PROBLEM TO SOLVE - Starting at the line that contains "Put a marker on every instance of the desert sand" and ending at the final line of the records below, output those lines as a JSON list of strings, one string per line, with blank lines left out.
-- START OF DATASET ENTRIES --
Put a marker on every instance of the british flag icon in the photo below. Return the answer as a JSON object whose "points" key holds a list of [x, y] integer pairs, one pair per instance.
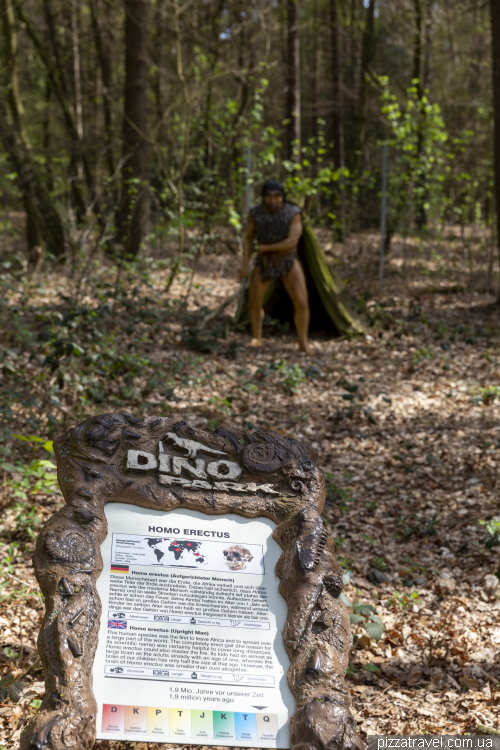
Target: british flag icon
{"points": [[117, 624]]}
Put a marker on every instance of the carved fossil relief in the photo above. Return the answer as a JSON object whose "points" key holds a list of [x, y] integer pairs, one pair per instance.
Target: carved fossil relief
{"points": [[162, 465]]}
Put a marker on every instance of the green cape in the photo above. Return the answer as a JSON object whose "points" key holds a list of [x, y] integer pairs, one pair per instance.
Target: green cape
{"points": [[328, 306]]}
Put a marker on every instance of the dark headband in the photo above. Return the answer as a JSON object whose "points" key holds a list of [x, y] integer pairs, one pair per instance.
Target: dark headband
{"points": [[273, 186]]}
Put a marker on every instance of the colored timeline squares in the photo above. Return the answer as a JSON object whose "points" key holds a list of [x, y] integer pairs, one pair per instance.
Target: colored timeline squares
{"points": [[169, 723]]}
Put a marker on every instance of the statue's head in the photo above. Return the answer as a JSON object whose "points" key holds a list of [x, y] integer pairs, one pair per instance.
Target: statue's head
{"points": [[273, 195]]}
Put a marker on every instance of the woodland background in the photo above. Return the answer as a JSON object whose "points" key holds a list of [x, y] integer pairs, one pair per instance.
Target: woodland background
{"points": [[124, 124], [125, 129]]}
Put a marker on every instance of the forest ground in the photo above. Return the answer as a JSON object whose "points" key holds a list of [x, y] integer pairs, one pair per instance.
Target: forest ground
{"points": [[406, 423]]}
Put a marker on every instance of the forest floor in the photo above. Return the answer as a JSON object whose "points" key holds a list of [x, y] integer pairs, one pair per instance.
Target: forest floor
{"points": [[405, 420]]}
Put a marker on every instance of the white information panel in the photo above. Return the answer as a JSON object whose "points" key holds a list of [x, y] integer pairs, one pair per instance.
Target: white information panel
{"points": [[190, 645]]}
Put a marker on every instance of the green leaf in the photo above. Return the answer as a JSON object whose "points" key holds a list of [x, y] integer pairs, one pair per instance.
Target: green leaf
{"points": [[375, 630], [15, 691]]}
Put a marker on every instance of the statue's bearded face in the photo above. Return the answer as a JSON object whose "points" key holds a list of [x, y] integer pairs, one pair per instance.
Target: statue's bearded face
{"points": [[273, 201]]}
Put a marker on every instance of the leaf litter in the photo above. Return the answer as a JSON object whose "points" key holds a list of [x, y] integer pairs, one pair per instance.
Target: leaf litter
{"points": [[406, 424]]}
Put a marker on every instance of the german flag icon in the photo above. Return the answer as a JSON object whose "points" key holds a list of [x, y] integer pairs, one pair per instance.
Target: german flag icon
{"points": [[119, 568]]}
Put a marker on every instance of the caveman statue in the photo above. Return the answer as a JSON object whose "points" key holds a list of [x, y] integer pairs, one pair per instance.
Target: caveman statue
{"points": [[276, 224]]}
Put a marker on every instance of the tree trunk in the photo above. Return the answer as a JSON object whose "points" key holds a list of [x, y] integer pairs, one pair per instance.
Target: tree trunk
{"points": [[495, 48], [42, 219], [337, 117], [134, 211], [107, 83], [293, 144], [31, 186], [337, 114]]}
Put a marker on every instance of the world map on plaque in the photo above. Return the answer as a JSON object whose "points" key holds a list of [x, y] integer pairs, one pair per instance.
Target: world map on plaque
{"points": [[175, 552], [178, 547]]}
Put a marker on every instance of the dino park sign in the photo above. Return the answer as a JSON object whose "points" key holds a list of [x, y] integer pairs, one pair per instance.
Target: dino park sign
{"points": [[192, 592]]}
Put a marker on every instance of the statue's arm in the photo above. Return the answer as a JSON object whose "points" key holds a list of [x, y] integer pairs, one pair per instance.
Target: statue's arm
{"points": [[291, 242], [248, 246]]}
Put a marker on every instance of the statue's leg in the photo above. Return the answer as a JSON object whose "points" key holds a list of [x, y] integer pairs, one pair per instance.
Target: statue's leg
{"points": [[256, 298], [295, 285]]}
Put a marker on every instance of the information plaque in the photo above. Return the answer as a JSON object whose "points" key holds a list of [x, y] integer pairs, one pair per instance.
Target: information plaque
{"points": [[192, 611], [192, 593]]}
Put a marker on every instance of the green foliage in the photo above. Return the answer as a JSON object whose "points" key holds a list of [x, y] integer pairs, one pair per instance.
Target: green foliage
{"points": [[293, 377], [365, 615], [492, 527], [37, 476], [11, 688], [419, 161], [404, 600], [486, 395]]}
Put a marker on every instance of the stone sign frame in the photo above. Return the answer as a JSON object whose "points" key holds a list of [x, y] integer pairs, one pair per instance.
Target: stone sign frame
{"points": [[122, 458]]}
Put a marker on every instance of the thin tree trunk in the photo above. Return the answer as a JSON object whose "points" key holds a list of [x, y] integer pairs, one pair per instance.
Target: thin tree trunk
{"points": [[134, 212], [40, 213], [358, 140], [293, 139], [337, 113], [35, 195], [495, 46], [315, 71], [107, 83]]}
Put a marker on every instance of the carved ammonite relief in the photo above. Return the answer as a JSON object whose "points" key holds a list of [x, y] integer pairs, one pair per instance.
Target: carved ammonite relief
{"points": [[70, 545], [164, 464], [258, 457]]}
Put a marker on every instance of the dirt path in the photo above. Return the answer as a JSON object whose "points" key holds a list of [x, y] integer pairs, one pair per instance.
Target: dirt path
{"points": [[407, 426]]}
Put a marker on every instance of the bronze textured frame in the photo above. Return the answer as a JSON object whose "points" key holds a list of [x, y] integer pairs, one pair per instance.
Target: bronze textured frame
{"points": [[92, 471]]}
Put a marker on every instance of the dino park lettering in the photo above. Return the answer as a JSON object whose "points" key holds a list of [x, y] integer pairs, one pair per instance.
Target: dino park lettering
{"points": [[191, 472]]}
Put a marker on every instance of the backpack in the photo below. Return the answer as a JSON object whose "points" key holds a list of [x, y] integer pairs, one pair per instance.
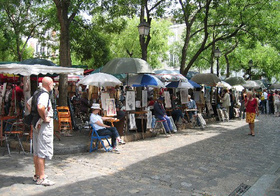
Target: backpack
{"points": [[34, 116]]}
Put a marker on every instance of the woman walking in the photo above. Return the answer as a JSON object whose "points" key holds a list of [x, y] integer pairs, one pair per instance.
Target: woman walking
{"points": [[252, 109]]}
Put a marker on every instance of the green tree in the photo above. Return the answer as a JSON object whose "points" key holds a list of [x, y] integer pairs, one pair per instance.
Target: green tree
{"points": [[212, 22], [126, 43], [22, 20]]}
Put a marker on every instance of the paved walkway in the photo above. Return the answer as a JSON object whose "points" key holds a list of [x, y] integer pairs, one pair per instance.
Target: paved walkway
{"points": [[192, 162]]}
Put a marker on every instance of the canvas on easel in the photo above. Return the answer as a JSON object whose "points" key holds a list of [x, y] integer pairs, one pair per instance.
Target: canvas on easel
{"points": [[209, 107], [111, 107], [104, 96], [130, 101], [144, 98], [167, 99], [184, 96], [132, 122]]}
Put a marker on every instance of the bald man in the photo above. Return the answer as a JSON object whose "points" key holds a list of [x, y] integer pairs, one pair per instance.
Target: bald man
{"points": [[42, 130]]}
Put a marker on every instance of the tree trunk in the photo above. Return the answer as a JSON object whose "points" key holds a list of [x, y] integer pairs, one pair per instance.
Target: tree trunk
{"points": [[227, 62], [64, 50]]}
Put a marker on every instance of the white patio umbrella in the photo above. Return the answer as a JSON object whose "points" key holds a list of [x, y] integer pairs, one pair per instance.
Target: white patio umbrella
{"points": [[100, 80], [238, 87], [224, 84]]}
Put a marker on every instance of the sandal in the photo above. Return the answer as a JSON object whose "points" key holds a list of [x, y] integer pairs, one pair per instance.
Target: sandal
{"points": [[45, 182]]}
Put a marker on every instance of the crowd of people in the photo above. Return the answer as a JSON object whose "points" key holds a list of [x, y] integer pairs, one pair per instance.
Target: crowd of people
{"points": [[246, 104]]}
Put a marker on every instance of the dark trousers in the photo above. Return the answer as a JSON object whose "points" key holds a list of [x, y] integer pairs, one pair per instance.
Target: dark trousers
{"points": [[264, 108], [112, 132], [176, 114], [166, 123]]}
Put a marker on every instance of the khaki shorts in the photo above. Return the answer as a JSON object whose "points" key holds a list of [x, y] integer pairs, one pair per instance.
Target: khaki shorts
{"points": [[43, 141], [250, 117]]}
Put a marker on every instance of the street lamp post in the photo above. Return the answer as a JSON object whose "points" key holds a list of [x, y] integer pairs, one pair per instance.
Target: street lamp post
{"points": [[217, 54], [144, 29], [250, 63]]}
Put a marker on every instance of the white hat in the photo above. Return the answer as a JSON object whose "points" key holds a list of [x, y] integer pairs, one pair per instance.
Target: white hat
{"points": [[95, 106]]}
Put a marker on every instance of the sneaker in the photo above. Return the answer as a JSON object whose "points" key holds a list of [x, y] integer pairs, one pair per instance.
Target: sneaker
{"points": [[45, 182], [35, 178], [120, 141], [115, 150]]}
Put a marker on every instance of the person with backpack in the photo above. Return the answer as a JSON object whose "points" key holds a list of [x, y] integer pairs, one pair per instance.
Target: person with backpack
{"points": [[42, 122]]}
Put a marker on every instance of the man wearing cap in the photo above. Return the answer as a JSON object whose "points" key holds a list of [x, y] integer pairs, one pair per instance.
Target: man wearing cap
{"points": [[160, 114], [102, 129]]}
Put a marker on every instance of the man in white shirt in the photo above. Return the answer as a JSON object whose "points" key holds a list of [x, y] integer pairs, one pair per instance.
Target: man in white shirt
{"points": [[102, 129], [41, 110]]}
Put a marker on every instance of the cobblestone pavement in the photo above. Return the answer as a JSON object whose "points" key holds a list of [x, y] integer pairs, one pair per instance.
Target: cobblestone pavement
{"points": [[192, 162]]}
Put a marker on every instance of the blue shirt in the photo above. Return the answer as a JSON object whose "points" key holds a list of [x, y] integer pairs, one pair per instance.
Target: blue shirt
{"points": [[191, 104], [93, 119]]}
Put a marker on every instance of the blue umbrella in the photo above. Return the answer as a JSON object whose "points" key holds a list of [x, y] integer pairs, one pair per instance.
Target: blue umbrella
{"points": [[119, 76], [170, 75], [144, 80], [195, 85], [179, 85]]}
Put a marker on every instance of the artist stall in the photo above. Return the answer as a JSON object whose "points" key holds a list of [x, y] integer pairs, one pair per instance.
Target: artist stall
{"points": [[26, 71]]}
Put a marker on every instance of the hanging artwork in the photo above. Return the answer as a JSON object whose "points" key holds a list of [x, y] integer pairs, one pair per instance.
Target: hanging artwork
{"points": [[111, 107], [149, 119], [138, 104], [130, 101], [132, 122], [167, 99], [104, 96], [144, 98], [184, 96]]}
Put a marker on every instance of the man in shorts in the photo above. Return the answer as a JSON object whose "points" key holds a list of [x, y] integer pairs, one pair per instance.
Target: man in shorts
{"points": [[43, 132]]}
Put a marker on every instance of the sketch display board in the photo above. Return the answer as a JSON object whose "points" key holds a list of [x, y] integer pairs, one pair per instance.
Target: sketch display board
{"points": [[144, 98], [149, 119], [132, 122], [130, 101], [209, 107], [111, 107], [2, 94], [167, 99], [184, 96], [104, 96]]}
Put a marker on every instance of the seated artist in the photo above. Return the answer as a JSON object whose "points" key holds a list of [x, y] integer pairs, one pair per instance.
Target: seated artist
{"points": [[192, 105], [102, 129], [160, 114], [176, 110]]}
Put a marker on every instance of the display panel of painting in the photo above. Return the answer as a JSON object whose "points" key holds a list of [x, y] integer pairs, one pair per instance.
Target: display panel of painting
{"points": [[184, 96], [167, 99], [130, 101], [104, 96], [111, 107], [149, 119], [132, 122], [144, 98]]}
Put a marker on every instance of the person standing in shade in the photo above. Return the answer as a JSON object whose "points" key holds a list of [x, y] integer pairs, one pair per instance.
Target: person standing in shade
{"points": [[225, 100], [41, 109], [97, 121], [160, 114], [252, 109]]}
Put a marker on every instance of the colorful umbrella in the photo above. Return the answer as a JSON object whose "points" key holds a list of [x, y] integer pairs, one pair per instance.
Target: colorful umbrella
{"points": [[127, 65], [170, 75], [179, 84], [145, 80], [208, 79], [235, 80], [100, 80]]}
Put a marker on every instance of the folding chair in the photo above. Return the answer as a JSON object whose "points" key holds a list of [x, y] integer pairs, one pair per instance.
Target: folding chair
{"points": [[160, 123], [17, 129], [95, 136], [64, 119]]}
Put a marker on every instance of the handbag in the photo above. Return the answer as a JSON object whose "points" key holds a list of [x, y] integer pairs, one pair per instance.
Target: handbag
{"points": [[28, 119]]}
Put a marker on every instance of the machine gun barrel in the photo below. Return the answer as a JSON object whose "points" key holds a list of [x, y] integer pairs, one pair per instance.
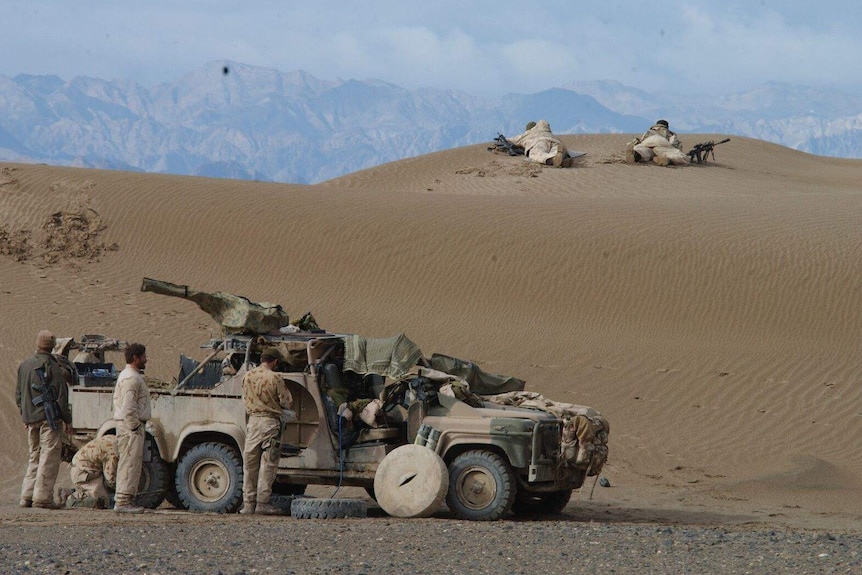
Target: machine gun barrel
{"points": [[700, 152]]}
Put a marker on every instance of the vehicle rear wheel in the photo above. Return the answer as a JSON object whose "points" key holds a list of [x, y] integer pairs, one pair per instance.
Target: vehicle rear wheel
{"points": [[541, 503], [326, 508], [154, 482], [481, 486], [209, 478]]}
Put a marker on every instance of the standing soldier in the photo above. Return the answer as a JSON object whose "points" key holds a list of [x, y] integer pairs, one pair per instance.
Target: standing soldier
{"points": [[42, 396], [93, 468], [265, 396], [131, 412]]}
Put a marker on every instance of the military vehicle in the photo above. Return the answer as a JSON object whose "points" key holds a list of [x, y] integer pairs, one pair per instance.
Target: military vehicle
{"points": [[500, 458]]}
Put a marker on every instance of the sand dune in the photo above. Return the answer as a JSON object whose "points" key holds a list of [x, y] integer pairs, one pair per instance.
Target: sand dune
{"points": [[712, 312]]}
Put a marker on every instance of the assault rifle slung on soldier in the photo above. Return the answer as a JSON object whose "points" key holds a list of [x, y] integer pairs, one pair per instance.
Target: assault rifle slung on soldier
{"points": [[700, 152], [46, 399]]}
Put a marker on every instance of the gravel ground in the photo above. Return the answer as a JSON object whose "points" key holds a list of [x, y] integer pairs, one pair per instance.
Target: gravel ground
{"points": [[167, 541]]}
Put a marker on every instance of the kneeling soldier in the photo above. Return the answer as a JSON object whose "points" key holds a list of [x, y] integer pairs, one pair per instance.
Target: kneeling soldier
{"points": [[94, 471]]}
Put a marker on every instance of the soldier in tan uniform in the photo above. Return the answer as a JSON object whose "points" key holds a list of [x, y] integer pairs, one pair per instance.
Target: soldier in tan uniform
{"points": [[265, 396], [45, 412], [659, 145], [94, 471], [131, 412]]}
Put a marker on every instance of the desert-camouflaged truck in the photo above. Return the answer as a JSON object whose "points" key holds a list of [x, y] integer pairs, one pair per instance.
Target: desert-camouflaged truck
{"points": [[499, 458]]}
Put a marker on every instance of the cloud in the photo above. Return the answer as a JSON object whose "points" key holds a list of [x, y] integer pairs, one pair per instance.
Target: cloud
{"points": [[483, 47]]}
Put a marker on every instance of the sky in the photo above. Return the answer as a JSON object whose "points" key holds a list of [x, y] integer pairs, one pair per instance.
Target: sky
{"points": [[483, 48]]}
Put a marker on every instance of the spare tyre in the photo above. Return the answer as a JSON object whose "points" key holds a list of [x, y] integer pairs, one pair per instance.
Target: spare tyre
{"points": [[411, 481]]}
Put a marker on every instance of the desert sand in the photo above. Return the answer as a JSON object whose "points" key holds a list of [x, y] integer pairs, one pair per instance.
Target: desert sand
{"points": [[711, 313]]}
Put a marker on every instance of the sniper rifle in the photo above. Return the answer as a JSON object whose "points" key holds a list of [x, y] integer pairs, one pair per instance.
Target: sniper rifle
{"points": [[502, 144], [700, 152], [46, 399]]}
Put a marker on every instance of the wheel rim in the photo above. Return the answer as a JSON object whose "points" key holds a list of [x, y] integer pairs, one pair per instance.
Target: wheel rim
{"points": [[209, 480], [476, 488]]}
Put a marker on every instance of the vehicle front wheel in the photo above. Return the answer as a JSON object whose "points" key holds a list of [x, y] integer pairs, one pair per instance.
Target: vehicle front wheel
{"points": [[209, 478], [482, 486], [542, 503]]}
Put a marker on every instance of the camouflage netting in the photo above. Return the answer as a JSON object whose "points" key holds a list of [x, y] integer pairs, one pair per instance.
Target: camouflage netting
{"points": [[236, 314], [391, 357], [480, 381]]}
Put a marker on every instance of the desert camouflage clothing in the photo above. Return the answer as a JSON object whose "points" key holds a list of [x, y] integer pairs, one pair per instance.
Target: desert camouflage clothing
{"points": [[94, 471], [659, 145], [131, 412], [264, 393], [540, 144], [44, 444], [265, 396]]}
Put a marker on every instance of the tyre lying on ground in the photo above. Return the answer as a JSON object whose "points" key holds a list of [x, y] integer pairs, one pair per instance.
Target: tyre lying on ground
{"points": [[325, 508]]}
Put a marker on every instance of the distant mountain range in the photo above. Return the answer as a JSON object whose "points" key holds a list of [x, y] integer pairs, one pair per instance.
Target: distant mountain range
{"points": [[233, 120]]}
-- END OF DATASET ENTRIES --
CORRECT RESPONSE -
[
  "Put a marker on every instance of the desert sand in the photo above. Return the answer as a JSON object whose \"points\" key holds a list of [x, y] integer pairs, one pair per instance.",
  "Target: desert sand",
  "{\"points\": [[711, 313]]}",
  "Put a marker on every instance of the sniper rifle in the photo above. Return the answer as a JSON object whose \"points\" key holds a list of [x, y] integer pairs, one pair per instance.",
  "Target: sniper rifle",
  "{\"points\": [[502, 144], [700, 152], [46, 399]]}",
  "Put a marker on every instance of the wheel rim in the photo above. Return the answer as a JSON object whose \"points\" key holds a list of [x, y] integer pairs, one pair per instance.",
  "Target: wheel rim",
  "{\"points\": [[209, 480], [476, 488]]}",
  "Put a marker on every instance of the vehicle front wheel in the photo above. Return the answer as a JSON object whose \"points\" key holds a list of [x, y] integer pairs, one pair per instance.",
  "Target: vehicle front wheel",
  "{\"points\": [[209, 478], [482, 486], [542, 503]]}",
  "Put a marker on every instance of the camouflage netting in the photo above. Return the answer as a JSON object whose \"points\" key holds a list of [x, y] integer pairs, one pair per instance.",
  "Target: camouflage netting",
  "{\"points\": [[236, 314], [391, 357], [480, 381]]}",
  "Put a marker on every instance of the desert camouflage clothing in the photo above. Return the answer as a JSON object whose \"points\" key holds a list of [x, y] integer pairs, one pair per instance.",
  "Target: desert camouflage clothing",
  "{\"points\": [[94, 471], [659, 145], [131, 412], [264, 393], [540, 144], [44, 444], [265, 396]]}",
  "Put a marker on every instance of the tyre lying on ground in the photo above. Return the answer as a JSON object whose \"points\" key holds a list of [x, y] integer pairs, one pair per instance.",
  "Target: tyre lying on ground",
  "{\"points\": [[325, 508]]}",
  "Put a marker on every instance of the distant mountain range in the photo above. Return the answer as a JSON object whose \"points\" key holds a list of [x, y] integer pairs, one pair per instance.",
  "Target: distant mountain range",
  "{\"points\": [[233, 120]]}"
]